◆ **RECORDS SHOWN**
○ ○ ○ ○ ○

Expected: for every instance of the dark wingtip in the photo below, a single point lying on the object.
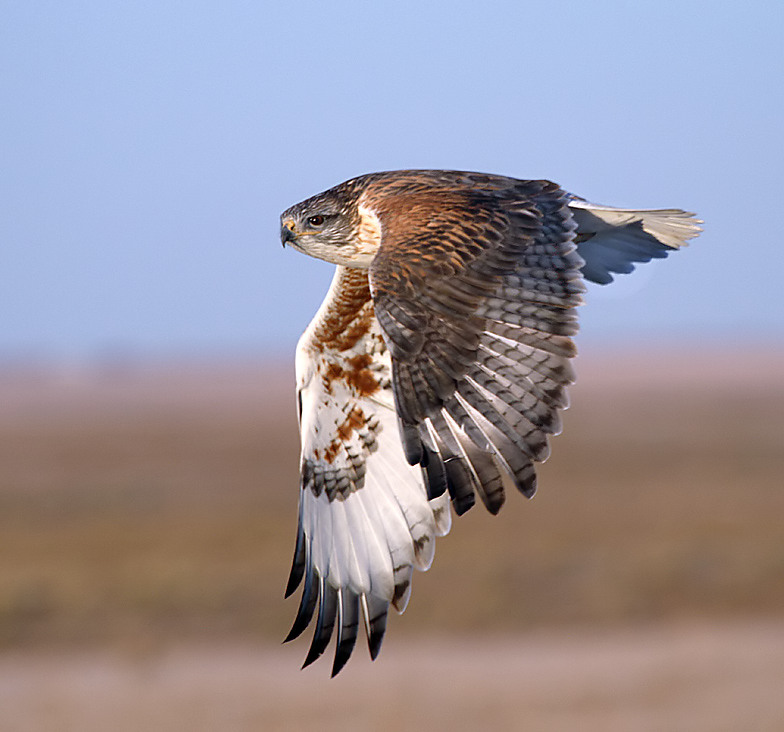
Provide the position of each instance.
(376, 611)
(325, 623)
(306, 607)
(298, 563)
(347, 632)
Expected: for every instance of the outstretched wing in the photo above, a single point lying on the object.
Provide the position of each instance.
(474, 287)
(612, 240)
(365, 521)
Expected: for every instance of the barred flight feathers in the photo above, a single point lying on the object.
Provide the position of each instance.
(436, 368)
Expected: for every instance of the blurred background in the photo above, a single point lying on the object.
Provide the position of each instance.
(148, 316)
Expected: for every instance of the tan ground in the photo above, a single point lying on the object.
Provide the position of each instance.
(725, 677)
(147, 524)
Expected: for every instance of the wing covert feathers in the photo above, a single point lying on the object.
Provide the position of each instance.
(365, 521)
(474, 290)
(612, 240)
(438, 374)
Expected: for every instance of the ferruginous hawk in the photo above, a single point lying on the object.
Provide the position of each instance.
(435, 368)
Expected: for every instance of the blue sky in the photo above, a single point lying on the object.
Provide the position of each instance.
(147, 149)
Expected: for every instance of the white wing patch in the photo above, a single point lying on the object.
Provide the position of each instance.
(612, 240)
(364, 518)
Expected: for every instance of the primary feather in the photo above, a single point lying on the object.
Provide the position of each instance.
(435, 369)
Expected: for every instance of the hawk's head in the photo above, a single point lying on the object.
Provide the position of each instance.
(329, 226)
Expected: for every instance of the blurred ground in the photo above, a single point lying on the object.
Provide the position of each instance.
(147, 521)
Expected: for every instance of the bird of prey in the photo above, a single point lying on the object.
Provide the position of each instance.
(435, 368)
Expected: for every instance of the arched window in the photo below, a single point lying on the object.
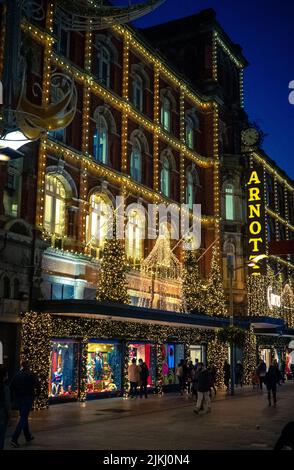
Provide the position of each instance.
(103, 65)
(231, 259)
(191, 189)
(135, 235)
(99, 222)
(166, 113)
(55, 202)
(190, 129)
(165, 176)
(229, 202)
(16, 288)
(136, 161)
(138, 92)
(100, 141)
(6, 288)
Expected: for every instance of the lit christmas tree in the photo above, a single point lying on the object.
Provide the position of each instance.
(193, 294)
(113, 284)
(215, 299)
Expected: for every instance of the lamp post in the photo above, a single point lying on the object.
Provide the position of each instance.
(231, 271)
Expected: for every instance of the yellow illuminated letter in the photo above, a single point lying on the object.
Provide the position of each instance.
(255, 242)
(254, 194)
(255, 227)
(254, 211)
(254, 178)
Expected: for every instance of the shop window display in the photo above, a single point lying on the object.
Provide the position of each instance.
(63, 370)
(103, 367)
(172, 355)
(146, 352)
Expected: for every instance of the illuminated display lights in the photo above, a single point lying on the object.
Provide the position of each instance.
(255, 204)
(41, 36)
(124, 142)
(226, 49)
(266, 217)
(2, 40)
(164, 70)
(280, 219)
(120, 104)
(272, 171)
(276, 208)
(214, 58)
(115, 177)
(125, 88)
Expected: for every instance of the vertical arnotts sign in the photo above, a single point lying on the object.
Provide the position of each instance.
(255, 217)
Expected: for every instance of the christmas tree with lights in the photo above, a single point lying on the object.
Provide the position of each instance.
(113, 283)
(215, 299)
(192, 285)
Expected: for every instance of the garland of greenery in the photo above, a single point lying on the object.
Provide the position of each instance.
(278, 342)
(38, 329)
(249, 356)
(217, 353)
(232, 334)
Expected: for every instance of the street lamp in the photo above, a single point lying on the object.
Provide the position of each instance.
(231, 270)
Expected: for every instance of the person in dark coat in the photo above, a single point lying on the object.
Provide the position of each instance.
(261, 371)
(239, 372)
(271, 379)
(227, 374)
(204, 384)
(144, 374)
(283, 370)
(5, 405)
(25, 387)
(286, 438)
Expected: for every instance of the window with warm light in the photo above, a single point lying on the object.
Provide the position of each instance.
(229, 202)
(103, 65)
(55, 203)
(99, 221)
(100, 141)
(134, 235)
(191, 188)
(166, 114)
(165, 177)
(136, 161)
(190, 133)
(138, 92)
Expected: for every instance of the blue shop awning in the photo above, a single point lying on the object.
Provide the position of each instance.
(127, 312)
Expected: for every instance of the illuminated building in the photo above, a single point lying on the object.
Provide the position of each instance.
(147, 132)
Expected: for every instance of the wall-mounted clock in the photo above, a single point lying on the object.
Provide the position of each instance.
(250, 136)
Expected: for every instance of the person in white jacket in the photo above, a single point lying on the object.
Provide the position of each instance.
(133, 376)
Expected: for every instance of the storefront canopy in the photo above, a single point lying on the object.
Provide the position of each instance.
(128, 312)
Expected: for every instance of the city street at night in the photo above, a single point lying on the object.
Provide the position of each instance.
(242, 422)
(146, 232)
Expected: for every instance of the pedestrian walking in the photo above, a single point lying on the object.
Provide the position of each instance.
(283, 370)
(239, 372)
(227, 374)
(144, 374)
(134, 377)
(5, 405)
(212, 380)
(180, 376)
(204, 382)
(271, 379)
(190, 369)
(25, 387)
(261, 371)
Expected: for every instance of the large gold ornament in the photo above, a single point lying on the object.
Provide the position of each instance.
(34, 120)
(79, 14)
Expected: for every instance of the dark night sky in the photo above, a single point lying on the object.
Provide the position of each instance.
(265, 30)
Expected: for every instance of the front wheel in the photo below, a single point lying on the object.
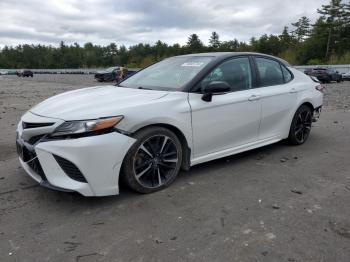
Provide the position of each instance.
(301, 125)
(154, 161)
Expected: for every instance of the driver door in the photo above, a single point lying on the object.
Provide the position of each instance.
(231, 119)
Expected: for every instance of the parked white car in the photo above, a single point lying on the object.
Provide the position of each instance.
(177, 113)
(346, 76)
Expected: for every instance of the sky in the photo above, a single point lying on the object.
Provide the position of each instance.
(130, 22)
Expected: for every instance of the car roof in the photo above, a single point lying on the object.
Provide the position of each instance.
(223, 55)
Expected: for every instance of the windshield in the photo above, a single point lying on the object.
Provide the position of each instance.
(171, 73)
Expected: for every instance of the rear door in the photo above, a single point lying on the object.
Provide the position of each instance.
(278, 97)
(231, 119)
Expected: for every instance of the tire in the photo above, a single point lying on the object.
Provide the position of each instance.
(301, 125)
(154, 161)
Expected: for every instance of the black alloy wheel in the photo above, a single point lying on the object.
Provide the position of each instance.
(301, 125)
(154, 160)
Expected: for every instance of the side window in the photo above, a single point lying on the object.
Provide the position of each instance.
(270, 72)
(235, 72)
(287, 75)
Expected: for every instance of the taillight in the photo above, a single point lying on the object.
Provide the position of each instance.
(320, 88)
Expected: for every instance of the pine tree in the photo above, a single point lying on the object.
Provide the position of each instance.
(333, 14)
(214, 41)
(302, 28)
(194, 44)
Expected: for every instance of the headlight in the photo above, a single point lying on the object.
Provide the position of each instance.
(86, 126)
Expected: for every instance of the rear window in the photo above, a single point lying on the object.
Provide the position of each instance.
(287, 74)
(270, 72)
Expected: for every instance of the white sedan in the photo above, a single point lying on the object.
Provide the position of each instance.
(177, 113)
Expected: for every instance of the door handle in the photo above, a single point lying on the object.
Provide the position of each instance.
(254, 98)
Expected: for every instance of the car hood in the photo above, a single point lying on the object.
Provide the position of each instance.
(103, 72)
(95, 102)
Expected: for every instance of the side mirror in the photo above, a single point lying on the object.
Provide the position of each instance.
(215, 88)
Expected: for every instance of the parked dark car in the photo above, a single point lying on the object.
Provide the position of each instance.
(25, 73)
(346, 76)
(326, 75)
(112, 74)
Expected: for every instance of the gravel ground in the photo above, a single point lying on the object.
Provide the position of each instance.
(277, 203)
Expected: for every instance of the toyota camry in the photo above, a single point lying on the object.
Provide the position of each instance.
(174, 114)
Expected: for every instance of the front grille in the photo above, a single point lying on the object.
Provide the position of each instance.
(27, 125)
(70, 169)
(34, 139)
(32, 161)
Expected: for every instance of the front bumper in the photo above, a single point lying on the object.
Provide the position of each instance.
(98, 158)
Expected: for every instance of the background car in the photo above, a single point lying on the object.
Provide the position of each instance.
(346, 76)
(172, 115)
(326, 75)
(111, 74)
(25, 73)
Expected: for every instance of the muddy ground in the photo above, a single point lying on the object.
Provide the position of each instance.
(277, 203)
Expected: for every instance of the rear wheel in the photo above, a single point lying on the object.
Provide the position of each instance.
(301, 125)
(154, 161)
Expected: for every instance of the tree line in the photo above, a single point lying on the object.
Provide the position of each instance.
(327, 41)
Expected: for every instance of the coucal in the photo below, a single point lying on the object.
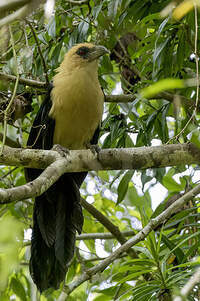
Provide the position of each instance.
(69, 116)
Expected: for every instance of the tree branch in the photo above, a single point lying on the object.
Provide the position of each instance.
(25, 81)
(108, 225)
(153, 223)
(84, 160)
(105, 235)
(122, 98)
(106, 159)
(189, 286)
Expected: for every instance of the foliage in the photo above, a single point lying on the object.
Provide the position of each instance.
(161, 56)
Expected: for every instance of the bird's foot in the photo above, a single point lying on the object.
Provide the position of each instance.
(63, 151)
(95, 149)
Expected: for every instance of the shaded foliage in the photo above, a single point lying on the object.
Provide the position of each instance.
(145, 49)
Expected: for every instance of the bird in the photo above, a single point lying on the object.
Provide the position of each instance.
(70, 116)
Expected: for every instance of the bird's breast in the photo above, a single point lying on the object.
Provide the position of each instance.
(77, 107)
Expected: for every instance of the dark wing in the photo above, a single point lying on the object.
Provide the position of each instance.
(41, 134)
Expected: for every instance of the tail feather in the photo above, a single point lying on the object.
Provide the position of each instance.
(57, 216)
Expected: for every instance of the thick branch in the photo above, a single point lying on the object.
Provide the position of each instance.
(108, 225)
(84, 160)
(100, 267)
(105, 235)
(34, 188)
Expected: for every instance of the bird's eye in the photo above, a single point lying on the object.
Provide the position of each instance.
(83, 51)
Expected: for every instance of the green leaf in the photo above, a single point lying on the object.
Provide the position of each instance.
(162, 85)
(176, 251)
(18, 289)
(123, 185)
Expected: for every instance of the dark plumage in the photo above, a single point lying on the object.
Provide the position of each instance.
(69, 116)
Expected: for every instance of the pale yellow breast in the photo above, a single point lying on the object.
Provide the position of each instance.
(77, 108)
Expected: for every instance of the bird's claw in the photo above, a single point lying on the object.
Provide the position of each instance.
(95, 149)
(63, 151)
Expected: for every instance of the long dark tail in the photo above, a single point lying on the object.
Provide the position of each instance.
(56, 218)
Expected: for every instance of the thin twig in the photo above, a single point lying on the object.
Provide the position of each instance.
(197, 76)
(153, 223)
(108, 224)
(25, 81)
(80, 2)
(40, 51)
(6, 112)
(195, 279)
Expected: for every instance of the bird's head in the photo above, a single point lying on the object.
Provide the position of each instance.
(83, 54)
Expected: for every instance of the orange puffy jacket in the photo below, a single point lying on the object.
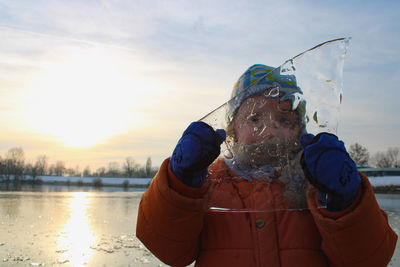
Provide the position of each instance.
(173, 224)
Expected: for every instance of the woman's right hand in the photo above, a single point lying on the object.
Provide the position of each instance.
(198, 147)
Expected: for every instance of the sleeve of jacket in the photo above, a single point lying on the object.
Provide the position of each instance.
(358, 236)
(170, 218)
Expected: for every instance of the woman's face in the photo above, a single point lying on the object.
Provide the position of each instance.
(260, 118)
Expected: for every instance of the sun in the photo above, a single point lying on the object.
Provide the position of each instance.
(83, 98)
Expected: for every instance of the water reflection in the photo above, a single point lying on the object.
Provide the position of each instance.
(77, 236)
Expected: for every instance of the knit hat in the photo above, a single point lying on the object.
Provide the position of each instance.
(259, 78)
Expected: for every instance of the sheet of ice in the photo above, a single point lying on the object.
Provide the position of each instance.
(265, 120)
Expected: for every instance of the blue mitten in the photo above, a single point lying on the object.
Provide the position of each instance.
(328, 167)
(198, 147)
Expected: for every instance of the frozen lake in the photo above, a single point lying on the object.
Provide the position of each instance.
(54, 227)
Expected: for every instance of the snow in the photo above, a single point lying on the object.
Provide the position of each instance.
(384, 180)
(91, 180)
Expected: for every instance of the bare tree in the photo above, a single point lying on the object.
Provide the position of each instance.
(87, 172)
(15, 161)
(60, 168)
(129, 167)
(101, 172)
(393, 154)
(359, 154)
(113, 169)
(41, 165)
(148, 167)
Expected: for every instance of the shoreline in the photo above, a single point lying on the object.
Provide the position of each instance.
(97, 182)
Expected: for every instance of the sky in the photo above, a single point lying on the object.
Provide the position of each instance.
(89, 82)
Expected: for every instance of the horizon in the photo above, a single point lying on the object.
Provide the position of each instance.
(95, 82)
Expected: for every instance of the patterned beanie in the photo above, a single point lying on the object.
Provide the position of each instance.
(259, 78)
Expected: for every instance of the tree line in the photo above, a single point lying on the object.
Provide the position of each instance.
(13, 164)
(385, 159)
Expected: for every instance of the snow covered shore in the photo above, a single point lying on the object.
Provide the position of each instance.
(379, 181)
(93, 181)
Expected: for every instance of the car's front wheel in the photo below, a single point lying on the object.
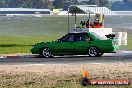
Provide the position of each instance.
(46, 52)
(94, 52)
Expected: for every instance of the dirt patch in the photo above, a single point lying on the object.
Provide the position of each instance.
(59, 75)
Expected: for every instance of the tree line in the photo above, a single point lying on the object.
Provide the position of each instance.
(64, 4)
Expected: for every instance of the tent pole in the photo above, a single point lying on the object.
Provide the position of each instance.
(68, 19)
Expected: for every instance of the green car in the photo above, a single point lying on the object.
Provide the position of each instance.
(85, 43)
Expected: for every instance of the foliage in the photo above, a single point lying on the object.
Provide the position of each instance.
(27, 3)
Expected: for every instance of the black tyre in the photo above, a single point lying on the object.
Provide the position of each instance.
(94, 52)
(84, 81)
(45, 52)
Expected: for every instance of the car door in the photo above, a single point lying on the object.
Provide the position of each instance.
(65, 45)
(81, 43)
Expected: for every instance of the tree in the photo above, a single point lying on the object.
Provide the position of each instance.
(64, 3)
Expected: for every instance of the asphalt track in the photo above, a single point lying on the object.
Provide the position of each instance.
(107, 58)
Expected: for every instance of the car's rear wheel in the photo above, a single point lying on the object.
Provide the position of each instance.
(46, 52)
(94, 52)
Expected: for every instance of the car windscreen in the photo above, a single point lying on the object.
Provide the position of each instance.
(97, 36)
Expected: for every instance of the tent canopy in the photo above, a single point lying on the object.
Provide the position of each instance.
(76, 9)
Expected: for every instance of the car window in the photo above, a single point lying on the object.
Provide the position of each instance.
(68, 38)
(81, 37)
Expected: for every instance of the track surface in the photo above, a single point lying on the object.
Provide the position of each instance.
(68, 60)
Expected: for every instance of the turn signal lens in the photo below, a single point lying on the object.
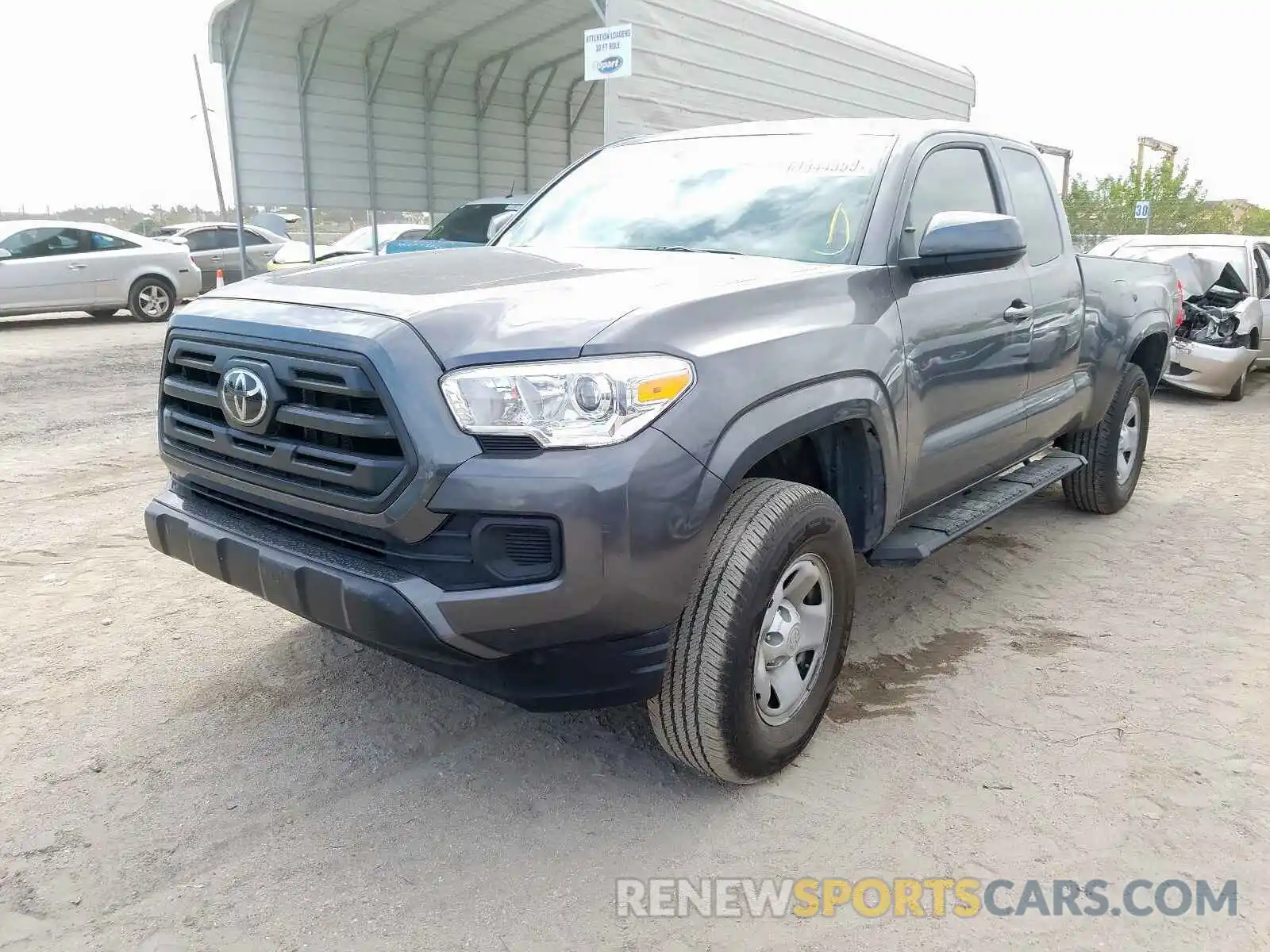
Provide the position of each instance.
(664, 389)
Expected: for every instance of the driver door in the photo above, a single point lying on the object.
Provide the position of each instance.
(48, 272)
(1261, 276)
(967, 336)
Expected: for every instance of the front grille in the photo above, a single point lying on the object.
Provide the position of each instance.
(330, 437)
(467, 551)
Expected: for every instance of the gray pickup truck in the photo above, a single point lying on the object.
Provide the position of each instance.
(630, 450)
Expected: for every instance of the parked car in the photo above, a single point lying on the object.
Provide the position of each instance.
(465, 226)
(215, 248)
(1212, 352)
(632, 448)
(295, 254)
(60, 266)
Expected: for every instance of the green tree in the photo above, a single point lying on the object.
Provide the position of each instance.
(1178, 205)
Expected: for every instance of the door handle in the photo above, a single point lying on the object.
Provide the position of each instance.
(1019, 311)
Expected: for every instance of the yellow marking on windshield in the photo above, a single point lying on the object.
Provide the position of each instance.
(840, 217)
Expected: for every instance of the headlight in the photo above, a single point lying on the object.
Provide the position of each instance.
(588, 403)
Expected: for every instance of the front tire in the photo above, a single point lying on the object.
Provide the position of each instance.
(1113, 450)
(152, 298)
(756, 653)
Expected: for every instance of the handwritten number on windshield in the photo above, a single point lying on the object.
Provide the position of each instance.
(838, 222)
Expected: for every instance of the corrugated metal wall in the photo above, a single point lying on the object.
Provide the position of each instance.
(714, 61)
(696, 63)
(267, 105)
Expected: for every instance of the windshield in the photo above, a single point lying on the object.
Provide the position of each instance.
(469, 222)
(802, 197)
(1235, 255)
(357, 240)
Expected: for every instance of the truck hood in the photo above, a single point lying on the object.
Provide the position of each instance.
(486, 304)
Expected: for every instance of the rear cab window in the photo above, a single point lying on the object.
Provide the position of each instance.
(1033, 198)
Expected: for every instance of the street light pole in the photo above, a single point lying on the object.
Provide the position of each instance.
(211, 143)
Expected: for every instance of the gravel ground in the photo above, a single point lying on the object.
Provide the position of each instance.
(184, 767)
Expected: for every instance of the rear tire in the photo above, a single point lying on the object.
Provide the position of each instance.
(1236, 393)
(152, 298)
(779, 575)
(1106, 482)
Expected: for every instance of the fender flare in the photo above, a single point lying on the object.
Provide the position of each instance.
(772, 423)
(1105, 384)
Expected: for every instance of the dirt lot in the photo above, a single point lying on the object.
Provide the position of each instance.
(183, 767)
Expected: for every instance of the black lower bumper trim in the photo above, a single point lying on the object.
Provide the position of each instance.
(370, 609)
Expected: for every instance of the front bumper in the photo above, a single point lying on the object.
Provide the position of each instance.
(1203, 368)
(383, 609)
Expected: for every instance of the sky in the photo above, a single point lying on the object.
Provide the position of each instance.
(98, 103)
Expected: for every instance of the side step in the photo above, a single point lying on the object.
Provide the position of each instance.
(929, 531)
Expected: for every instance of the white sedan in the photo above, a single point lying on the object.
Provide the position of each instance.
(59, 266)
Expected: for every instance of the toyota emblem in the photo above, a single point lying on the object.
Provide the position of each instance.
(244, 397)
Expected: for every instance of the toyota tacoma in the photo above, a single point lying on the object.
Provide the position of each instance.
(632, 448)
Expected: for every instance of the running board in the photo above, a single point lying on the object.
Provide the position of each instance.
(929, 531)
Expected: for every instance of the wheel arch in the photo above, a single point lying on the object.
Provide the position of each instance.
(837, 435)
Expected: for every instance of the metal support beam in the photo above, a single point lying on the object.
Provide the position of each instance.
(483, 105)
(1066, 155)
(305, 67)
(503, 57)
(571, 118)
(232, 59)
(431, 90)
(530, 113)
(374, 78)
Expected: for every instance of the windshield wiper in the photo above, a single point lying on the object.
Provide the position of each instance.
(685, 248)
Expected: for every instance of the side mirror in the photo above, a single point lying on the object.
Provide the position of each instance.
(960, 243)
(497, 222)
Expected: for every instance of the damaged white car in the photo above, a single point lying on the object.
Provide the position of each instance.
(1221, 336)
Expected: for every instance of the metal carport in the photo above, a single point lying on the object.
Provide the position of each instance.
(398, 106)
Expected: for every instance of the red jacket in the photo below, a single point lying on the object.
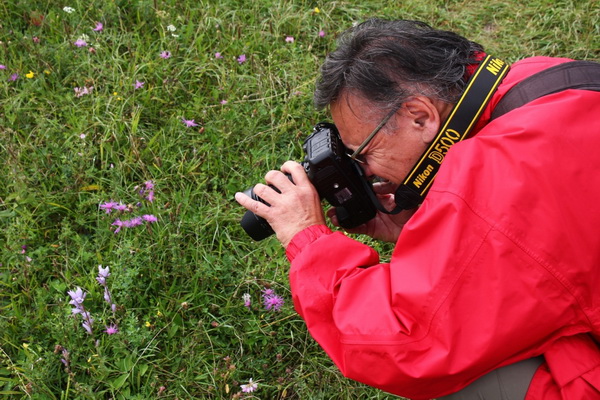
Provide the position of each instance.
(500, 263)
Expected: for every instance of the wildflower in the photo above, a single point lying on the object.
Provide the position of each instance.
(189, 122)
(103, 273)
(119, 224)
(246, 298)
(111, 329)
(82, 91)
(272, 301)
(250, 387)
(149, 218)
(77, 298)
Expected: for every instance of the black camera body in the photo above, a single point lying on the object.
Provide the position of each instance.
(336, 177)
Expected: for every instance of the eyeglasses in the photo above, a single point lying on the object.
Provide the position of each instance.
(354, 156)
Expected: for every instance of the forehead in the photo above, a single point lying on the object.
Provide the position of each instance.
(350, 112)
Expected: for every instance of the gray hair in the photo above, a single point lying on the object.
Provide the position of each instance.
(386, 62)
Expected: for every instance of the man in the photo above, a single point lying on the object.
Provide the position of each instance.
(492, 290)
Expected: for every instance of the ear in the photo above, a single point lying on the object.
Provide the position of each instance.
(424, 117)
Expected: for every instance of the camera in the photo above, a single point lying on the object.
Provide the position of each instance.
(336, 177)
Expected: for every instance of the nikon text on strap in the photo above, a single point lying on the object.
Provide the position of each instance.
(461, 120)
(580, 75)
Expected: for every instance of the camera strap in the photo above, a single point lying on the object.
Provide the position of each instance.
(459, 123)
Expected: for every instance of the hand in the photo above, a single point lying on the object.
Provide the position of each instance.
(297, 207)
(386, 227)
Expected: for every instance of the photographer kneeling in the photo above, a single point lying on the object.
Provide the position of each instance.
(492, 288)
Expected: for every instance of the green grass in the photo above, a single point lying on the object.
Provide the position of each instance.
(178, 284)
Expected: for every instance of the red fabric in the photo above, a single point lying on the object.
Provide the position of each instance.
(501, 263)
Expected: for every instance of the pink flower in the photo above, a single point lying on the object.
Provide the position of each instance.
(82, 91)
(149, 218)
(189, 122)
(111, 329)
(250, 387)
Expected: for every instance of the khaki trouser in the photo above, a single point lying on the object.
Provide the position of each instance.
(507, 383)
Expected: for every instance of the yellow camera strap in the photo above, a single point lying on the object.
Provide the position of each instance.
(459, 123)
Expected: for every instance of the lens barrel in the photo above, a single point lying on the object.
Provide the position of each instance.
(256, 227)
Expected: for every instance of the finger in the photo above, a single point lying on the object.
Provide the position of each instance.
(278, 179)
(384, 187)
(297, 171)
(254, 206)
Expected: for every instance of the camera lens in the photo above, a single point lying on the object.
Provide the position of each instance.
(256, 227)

○ ○ ○ ○ ○

◆ **EXERCISE PROMPT**
Copy the lines exactly, starting at the one that contains "Expected: for every instance of the windshield wiper" and ending at the one that contains "(1221, 336)", with both of those lines included. Give only those lines.

◆ **TASK RESPONSE**
Expected: for every instance of the windshield wiper in the photo above, a single point lying on the object.
Provide the position of each instance.
(685, 248)
Expected: for every instance of the side mirror in the photo above, a single point lying on the object.
Provide the position of each instance.
(960, 243)
(497, 222)
Expected: for every instance of the damaged white car in the photo above, a single point lying on the object.
Provide the position of each instance.
(1221, 336)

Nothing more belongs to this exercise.